## EXCERPTED PASSAGE
THERE is excitement and anticipation for bigger things under the water around the country's coasts.
That's the analysis as the first phase of The Great Fiji Shark Count comes to an end this week.
A first for the world, the count - an initiative of Fiji tourism operators and organised by Helen Sykes, of Marine Ecology and co-ordinator of Fiji Coral Reef Monitoring Network - is a scientific research which aims to put a population figure to the different species of sharks, rays and turtles in our waters.
Ms Sykes said the invite to The Great Fiji Shark Count across the isles and abroad was meant to involve everyone - from tourism operators, adventurers, marine researchers, coastal fishermen, deep sea anglers, sea travellers or anyone with a love for the sea and the life in it.
Data for this month is still being collected but the feedback so far has been "encouraging".
Ms Sykes said scientists could not do the job alone.
"... we can never get this amount of information from scientists working alone, and we are expecting to get some really eye-opening data," she said.
"It gives the participating operators and their guests a chance to do something positive for the reef life that supports their business, and to contribute the knowledge that they gather every day."
The count resumes in November and data collected in both months will be used to better understand the patterns of the marine ecosystem's health and monitor the effectiveness of shark protection measures as well as develop new strategies.
She said survey results would be made available to everyone striving to establish and promote our ocean's health.
Beqa Adventure Divers spokeswoman Nani Ledua said the feedback from tourists has been interesting.
"We are excited because we want to know how many different species are out there in the different areas," she said.
About 50 tourism operators are involved in the campaign.
Ms Ledua said the operators on the Coral Coast and Nadi were affected in the first two weeks because of widespread flooding.
Thousands of sedentary and cryptic fishes such as morays and stonefish, including some baby sharks that shelter and feed in the mangroves, were washed ashore after drowning in the sudden deluge of muddy freshwater.
Ms Ledua said as the weather improved, as people dug out of the muddy mess, and flights resumed bringing in the tourists, the count in the flood-hit areas began.
"While visibility was badly affected along the Coral Coast and Nadi in the first two weeks, things have picked up and the tourists are very much into it," she said.
"They are proud to be part of this.
"At Pacific Harbour and in Taveuni, we are on it on every dive trip. The results are amazing. We are doing the turtle and rays as well while out there and everyone is having fun at the same time."
Rays are being counted in the survey because they are closely related to sharks, sharing the same plight of overfishing, and turtles because they are an endangered species and mostly located close to where sharks are, off the reef out in deep water.
Survey participants fill forms before they go to sea and log all identification of species they see when they return.
Organisers expect the November count to be bigger with the Dive Expo scheduled to be held at the Shangrila Fijian Resort on May 25.
Travel agents will converge at the resort and meet operators who are working hard to sustain and promote their marine environment and the different species in it.
Ms Sykes, whose other works include Great Fiji Butterflyfish Count in 2008-2009, said they looked forward to the November count.
"It will be more exciting. Tourists will come specifically to take part in the count," she said.

## DATA EXTRACT
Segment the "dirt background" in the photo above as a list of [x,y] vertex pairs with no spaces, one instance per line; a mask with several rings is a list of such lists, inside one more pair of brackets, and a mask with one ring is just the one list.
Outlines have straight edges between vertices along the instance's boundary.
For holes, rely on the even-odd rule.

## WRITTEN TASK A
Reproduce the shark count article from "She said survey" to "of widespread flooding.".
## WRITTEN TASK B
According to the shark count article, about how many tourism operators are involved in the campaign?
Work only from the shark count article, not the listing.

## TASK OUTPUT A
She said survey results would be made available to everyone striving to establish and promote our ocean's health.
Beqa Adventure Divers spokeswoman Nani Ledua said the feedback from tourists has been interesting.
"We are excited because we want to know how many different species are out there in the different areas," she said.
About 50 tourism operators are involved in the campaign.
Ms Ledua said the operators on the Coral Coast and Nadi were affected in the first two weeks because of widespread flooding.

## TASK OUTPUT B
About 50.